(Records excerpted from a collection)
────────
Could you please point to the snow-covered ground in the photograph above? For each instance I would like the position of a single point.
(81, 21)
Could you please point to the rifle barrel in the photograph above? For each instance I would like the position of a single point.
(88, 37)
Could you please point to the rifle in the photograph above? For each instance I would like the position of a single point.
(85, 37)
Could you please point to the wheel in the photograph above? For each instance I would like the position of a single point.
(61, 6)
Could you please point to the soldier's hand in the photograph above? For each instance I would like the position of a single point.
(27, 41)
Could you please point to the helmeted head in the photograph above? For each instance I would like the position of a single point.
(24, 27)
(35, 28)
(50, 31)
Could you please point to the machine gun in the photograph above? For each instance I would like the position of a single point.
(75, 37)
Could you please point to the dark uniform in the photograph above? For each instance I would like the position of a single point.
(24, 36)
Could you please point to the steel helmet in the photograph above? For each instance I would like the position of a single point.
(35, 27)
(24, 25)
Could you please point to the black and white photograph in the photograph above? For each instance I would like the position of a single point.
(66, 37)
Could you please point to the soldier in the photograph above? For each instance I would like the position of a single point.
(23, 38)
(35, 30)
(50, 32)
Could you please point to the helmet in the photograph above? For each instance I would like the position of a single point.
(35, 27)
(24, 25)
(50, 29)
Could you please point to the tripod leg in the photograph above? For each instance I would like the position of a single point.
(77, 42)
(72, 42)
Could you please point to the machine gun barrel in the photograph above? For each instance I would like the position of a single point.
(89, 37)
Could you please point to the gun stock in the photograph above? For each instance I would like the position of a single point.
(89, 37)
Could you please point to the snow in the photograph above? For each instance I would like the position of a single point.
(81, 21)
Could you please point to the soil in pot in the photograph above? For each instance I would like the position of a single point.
────────
Task brief => Transcribe the material exactly as it reads.

Reply =>
Could you please point to the snow-covered ground in the photograph above? For each instance I would like the position of a single point.
(81, 21)
Could you please point to the rifle barrel in the photograph above? For each instance I would like the position of a single point.
(88, 37)
Could you please point to the rifle in the photograph above? For each instance I would like the position of a single point.
(85, 37)
Could you please point to the wheel in the photograph above? For each instance I would like the position of a single point.
(61, 6)
Could you please point to the soldier's hand in the photograph above? For each instance I would like the position of a single point.
(27, 41)
Could you please point to the helmeted head in the photograph above? For each instance I would like the position of a single point.
(24, 27)
(35, 28)
(50, 31)
Could you please point to the machine gun in the photograph above? For each instance I would like the position of a single point.
(75, 37)
Could you please point to the dark uniform in the photograph above? For each instance I would like the position of a single point.
(24, 36)
Could you please point to the steel helmet in the photograph above? For each instance I would like the position of a single point.
(35, 27)
(24, 25)
Could you please point to the black and white photograph in the photograph above? For each instance I would like the position of a single point.
(66, 37)
Could you please point to the soldier in the photograph above? For each instance I would like the position of a single point.
(23, 38)
(35, 30)
(50, 32)
Could you please point to the helmet in the photograph above? For each instance I would like the position of a single point.
(35, 27)
(24, 25)
(50, 29)
Could you please point to the tripod leg in the photograph above? For each instance I would like the position of a single point.
(77, 42)
(72, 42)
Could you please point to the machine gun barrel in the photograph above? For each instance I would like the position of a single point.
(89, 37)
Could you please point to the gun stock in the photograph above? For each instance I would like the position of a single point.
(89, 37)
Could you please point to the snow in the photograph above? For each instance I would like the position of a single point.
(81, 21)
Could you please point to the soil in pot in the photograph above? For each instance I would like the position of a single point.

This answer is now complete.